● **Task details**
Find each line in the items that contains the word "negative" and copy it out; case counts.

● **Study material**
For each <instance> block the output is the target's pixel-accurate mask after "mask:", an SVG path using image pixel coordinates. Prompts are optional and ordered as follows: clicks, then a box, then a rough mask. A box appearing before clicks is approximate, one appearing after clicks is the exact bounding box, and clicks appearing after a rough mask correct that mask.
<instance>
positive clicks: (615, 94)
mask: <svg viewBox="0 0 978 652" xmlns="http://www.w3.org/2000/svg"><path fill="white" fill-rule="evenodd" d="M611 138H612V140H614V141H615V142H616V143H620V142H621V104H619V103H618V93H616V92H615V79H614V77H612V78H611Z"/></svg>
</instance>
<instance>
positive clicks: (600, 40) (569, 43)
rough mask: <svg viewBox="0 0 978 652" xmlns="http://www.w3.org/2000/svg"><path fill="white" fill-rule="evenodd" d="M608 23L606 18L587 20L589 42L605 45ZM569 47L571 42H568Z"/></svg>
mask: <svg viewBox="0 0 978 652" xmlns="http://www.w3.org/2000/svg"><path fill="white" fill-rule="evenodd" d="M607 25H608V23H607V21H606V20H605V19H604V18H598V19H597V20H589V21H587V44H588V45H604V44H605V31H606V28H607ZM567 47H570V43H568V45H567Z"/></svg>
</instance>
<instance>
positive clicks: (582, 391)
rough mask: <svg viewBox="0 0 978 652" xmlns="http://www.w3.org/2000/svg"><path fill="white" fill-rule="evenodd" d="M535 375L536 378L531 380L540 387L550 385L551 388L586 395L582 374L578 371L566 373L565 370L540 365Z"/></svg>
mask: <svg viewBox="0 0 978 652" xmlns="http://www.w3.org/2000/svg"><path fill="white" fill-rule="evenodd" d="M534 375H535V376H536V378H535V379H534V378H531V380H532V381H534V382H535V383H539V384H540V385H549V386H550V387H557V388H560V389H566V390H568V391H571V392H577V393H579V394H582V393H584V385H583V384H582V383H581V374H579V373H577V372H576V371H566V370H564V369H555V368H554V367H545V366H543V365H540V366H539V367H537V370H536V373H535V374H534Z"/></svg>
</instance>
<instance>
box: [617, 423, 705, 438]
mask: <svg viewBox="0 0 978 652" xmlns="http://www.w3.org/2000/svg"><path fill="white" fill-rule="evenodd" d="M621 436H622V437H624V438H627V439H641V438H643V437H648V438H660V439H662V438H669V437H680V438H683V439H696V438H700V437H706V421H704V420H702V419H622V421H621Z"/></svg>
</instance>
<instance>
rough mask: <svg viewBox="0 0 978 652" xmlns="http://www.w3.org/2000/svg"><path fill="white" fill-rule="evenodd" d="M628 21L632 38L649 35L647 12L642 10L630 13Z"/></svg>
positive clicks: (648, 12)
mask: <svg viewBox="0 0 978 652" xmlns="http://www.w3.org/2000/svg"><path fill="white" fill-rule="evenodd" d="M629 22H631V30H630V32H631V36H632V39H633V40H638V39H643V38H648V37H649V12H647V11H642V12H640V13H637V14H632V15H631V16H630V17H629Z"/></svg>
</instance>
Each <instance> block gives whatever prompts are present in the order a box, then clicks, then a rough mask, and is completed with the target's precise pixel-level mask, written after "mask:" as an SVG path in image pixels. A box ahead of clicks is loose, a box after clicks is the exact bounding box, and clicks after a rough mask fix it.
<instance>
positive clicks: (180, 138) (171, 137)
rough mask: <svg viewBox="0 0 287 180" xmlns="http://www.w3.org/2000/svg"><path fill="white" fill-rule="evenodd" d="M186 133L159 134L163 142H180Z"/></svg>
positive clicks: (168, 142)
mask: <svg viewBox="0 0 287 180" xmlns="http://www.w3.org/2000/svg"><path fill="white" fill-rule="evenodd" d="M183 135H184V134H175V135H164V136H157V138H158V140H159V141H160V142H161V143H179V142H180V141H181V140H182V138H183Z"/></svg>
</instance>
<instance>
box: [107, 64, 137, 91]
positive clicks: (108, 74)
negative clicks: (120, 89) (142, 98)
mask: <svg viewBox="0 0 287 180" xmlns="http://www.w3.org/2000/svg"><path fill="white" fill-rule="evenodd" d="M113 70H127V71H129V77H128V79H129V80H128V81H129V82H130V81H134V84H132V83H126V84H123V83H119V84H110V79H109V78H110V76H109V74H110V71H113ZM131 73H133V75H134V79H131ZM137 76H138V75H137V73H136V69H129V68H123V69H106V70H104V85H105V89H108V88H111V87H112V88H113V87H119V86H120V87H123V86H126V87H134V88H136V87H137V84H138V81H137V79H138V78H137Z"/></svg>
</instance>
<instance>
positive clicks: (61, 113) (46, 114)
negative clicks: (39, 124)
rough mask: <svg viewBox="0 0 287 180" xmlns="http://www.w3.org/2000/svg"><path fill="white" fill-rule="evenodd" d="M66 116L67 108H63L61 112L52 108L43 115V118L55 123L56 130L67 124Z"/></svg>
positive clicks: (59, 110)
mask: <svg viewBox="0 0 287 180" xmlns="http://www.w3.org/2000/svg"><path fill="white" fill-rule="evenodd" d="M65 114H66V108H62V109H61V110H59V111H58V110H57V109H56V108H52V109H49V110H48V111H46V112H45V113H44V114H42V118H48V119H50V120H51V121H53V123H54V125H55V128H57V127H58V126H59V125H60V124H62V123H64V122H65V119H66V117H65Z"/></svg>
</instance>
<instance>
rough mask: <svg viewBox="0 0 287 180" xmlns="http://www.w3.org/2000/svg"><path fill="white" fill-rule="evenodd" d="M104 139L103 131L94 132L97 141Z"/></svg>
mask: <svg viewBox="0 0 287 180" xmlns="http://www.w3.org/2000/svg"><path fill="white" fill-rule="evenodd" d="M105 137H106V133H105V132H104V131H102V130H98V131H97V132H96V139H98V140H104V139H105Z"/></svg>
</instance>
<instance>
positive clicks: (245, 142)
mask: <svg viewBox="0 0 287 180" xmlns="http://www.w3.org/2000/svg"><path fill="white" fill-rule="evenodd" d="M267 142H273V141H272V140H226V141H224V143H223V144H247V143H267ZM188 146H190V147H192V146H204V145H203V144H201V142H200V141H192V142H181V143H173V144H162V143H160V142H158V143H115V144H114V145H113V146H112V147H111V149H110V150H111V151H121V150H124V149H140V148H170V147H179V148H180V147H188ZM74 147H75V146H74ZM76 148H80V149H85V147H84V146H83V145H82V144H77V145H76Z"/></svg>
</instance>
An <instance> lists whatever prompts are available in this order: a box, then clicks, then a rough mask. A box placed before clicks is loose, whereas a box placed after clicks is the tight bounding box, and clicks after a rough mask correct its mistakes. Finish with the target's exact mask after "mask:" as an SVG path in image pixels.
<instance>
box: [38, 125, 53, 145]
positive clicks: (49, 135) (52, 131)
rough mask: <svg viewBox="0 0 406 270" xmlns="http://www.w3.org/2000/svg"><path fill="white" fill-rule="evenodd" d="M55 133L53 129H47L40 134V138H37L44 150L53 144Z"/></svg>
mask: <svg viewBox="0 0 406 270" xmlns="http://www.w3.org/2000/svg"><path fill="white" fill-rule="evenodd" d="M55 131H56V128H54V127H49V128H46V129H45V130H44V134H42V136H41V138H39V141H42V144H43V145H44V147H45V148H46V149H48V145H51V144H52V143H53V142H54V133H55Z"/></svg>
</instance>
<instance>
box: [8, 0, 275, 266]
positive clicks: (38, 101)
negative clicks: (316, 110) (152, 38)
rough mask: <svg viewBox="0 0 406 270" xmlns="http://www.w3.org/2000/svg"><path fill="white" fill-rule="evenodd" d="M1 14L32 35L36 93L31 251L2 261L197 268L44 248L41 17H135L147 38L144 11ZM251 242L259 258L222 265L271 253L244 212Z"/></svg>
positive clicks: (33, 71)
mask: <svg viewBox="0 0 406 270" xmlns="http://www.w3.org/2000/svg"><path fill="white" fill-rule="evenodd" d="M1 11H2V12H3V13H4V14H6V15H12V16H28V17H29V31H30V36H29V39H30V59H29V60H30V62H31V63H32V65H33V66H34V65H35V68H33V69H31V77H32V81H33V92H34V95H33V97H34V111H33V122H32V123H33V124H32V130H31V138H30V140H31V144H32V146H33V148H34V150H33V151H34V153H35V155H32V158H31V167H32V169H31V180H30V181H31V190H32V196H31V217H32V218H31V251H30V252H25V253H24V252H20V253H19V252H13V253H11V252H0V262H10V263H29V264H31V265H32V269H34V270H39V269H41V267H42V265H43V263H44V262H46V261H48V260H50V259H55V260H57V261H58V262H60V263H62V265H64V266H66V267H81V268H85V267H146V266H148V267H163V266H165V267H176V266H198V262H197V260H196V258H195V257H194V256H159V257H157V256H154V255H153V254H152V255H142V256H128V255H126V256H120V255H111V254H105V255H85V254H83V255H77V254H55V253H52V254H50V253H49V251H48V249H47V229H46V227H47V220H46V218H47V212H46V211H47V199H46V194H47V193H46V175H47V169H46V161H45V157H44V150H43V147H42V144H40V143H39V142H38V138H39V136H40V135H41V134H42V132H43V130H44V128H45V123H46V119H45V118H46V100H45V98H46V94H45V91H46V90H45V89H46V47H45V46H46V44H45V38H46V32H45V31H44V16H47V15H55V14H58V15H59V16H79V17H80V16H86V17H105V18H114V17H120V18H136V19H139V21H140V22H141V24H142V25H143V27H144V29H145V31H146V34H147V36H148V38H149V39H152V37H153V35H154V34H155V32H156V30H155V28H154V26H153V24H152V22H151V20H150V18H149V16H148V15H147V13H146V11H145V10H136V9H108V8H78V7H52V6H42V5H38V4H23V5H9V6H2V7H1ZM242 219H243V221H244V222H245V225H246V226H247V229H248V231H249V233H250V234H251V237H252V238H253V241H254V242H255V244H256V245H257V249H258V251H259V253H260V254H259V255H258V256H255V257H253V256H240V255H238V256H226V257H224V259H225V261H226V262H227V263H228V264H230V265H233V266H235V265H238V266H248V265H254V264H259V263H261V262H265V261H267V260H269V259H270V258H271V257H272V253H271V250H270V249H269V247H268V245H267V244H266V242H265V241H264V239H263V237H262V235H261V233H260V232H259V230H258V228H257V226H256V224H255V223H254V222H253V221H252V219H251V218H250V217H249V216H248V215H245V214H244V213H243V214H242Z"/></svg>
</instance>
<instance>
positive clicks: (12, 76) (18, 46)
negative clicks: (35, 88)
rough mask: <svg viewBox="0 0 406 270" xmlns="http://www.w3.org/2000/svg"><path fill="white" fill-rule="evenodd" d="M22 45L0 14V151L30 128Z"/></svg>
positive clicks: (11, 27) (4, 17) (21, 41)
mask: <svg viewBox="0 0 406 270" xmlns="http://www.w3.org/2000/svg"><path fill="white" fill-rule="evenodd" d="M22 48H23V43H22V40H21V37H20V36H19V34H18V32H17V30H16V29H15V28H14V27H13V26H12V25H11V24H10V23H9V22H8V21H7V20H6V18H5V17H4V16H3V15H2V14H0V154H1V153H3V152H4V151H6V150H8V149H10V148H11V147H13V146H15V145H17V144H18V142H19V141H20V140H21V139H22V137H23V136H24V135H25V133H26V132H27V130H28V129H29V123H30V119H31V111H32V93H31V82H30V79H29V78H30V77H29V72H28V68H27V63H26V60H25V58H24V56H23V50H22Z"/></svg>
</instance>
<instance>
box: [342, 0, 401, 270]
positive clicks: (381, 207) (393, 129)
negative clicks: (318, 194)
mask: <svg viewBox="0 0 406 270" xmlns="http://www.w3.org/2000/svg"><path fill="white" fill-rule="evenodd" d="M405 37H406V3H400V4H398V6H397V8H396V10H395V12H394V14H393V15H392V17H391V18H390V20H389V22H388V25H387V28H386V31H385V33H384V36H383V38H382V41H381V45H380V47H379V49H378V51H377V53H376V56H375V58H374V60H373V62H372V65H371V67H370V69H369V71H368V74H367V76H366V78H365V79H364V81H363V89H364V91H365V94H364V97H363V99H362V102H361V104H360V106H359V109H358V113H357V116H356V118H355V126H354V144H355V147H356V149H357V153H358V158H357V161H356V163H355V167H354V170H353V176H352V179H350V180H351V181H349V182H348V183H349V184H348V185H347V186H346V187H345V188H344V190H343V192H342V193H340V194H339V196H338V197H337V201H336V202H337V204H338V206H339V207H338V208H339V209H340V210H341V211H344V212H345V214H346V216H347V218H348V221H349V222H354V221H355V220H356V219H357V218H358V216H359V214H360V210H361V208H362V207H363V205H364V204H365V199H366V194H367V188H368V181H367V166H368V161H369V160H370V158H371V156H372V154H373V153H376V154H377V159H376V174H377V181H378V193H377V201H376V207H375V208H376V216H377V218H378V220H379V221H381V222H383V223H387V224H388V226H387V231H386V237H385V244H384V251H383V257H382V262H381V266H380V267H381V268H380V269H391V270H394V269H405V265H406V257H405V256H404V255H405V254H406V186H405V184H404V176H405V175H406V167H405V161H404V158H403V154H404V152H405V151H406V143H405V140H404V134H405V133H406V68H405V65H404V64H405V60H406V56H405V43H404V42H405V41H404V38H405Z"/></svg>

● **Answer space**
negative clicks: (120, 89) (142, 98)
negative clicks: (39, 124)
negative clicks: (316, 110) (152, 38)
negative clicks: (35, 88)
negative clicks: (318, 194)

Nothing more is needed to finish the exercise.